READING PASSAGE: Begin

Saturday, June 6, 2020

SEBI consultation paper on Delisting Issued on: March 16, 2020- our suggestions

Suggestions to  SEBI sent  on 06.06.20 on the proposed amendment to Delisting Regulations in response to SEBI's
 
Consultation Paper on “Amendment to Securities and Exchange Board of India (Delisting of Equity Shares) Regulations, 2009 for Schemes of Arrangement”

We have gone through the suggestions and have following comments to offer:
1.     1.   This seems to be the right step in allowing liberties to corporates in arranging their scheme of things at the same time protecting the interest of investors.

2.       2. The corporates were in any case able to delist their subsidiary companies without following the process of delisting by simply following the process of merger. Example—Ranbaxy was merged into Sun Pharma without there being any delisting offer. The only advantage that this proposed change will provide the holding company is that the subsidiary will be able to maintain its distinct corporate entity. This could be useful in case of various  licenses and registrations etc.
3.       3. A vice-versa delisting process should also be allowed; i.e. the holding company getting delisted and  becoming the unlisted  WOS of the present day subsidiary. Ultimately the Holding and subsidiary swapping their roles. There could be cases where there are cross holdings and the subsidiary is also holding substantial percentage of shares in the holding company. In any case they can still get delisted without giving a delisting offer by dopting the route of merger.  The only advantage that the change in the Delisting guidelines will provide is, the companies will be able to maintain their separate corporate identities.

4. Majority of the delisting happen at a substantial premium; almost about 50% higher, to the floor price determined as per the formula given in the Delisting Regulations. We suggest that this must be factored in the swap ratio formula. In the example given in the paper, if the value of shares of “S” and “P” both is same, the swap ratio should not be 1:1 but it should be 1.5 : 1 in favour of the shareholders of the companies getting delisted.  This will take care of the delisting premium that the shareholders may lose.

READING PASSAGE: End
EXTRACTED DATA: Begin

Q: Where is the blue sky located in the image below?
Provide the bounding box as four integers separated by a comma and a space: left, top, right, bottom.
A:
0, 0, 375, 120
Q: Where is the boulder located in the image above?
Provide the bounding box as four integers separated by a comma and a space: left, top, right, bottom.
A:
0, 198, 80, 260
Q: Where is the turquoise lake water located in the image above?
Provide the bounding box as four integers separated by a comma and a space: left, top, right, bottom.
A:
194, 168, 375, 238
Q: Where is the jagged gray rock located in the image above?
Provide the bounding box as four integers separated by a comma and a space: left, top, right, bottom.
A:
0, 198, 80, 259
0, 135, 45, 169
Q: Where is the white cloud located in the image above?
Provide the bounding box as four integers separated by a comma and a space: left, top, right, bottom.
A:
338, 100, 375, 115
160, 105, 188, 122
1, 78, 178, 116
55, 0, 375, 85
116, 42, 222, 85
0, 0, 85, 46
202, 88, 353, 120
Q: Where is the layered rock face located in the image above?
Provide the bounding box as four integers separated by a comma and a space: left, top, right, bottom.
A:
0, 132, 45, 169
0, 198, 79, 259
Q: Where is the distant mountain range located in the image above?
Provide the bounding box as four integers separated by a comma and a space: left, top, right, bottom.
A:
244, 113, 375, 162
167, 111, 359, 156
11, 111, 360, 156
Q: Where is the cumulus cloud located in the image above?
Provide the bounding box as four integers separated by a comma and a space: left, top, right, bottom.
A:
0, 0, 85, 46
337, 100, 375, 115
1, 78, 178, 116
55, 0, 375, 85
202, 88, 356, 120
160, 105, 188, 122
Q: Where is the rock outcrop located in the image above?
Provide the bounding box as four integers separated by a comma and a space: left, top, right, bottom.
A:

EXTRACTED DATA: End

#### TASK REQUIREMENTS:
a) Retype the passage of the delisting suggestions from "4. Majority of" up to and including "shareholders may lose.".
b) In the delisting suggestions, which company is given as an example of being merged into Sun Pharma without a delisting offer?

#### RESPONSE LIST:
a)
4. Majority of the delisting happen at a substantial premium; almost about 50% higher, to the floor price determined as per the formula given in the Delisting Regulations. We suggest that this must be factored in the swap ratio formula. In the example given in the paper, if the value of shares of “S” and “P” both is same, the swap ratio should not be 1:1 but it should be 1.5 : 1 in favour of the shareholders of the companies getting delisted.  This will take care of the delisting premium that the shareholders may lose.

b) Ranbaxy